Description of the task:
Each entry that follows should be written again verbatim.

--- Source data Enclosed Below ---

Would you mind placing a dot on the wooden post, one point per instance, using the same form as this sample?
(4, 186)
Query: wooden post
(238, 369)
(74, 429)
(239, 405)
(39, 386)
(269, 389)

--- End of Enclosed Source data ---

Solution for this task:
Would you mind placing a dot on the wooden post, one point per instance, using the same form as this sample?
(4, 186)
Query: wooden post
(238, 369)
(74, 429)
(239, 405)
(39, 386)
(269, 389)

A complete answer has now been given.